== Records provided ==

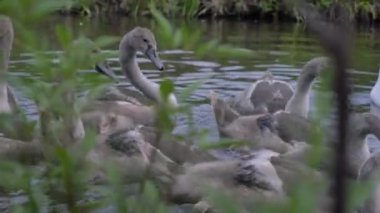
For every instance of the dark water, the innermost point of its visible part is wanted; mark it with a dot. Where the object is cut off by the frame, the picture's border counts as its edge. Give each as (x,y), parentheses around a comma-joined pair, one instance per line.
(280,48)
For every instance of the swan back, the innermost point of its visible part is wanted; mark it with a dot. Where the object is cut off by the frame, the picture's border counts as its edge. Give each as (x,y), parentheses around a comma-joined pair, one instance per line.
(264,95)
(375,92)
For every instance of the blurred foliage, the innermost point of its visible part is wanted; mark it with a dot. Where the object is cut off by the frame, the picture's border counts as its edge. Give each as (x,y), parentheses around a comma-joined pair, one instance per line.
(365,10)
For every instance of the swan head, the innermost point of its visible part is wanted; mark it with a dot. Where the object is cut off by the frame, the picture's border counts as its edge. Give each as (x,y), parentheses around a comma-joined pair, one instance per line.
(142,40)
(91,49)
(315,65)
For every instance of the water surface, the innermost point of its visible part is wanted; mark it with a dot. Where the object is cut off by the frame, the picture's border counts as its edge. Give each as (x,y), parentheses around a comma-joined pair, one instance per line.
(279,48)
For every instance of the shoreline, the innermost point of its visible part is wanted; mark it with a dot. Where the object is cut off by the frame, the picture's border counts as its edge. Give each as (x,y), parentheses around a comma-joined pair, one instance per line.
(359,11)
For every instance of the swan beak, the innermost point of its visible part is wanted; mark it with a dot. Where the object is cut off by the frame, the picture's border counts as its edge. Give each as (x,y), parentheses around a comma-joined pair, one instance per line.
(104,69)
(152,55)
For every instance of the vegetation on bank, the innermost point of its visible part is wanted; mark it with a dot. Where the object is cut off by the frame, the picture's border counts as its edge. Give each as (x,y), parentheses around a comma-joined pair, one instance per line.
(361,10)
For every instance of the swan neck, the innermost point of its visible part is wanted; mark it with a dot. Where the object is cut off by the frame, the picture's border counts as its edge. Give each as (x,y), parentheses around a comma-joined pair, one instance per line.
(4,103)
(134,74)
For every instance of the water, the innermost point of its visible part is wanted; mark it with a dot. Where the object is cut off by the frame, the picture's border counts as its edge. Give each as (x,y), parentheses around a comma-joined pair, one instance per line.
(280,48)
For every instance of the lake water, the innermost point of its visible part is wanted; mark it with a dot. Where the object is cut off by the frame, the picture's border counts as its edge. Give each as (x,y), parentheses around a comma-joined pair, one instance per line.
(279,48)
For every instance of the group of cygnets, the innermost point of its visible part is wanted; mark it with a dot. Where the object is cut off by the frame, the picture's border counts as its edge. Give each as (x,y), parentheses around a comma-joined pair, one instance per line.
(270,116)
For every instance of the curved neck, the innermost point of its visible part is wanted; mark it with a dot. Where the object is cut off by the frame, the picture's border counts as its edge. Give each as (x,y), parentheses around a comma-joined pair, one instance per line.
(299,102)
(4,102)
(137,78)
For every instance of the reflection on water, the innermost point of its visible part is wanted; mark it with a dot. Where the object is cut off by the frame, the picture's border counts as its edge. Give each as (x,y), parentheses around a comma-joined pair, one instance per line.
(282,49)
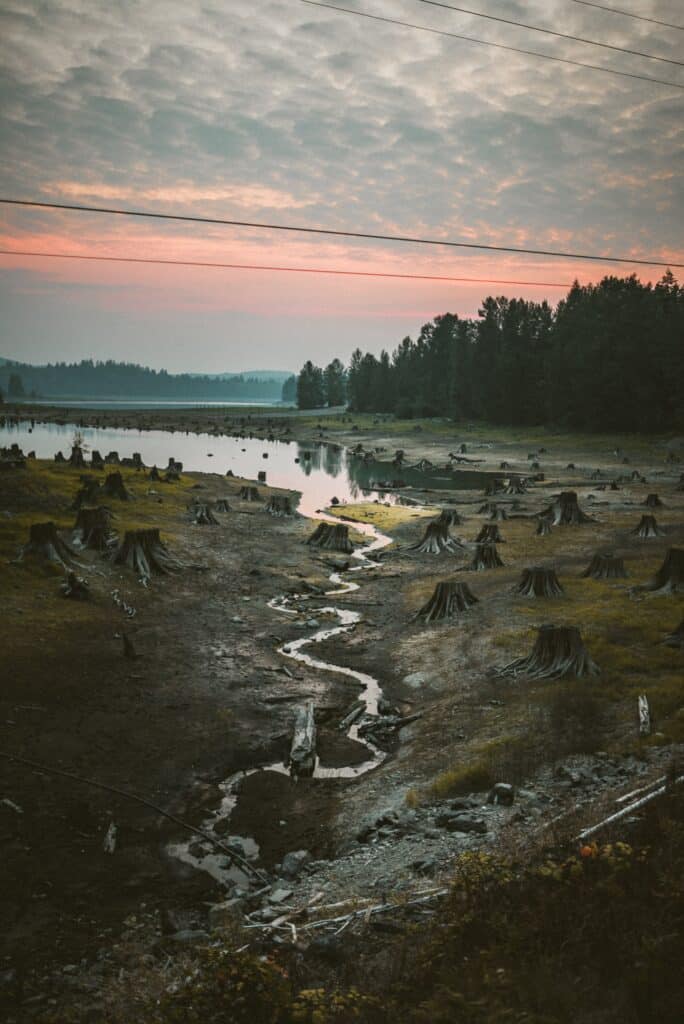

===

Request: Count the lines of the listing above that contain the word "neck". Reply with the number only.

Written response: 2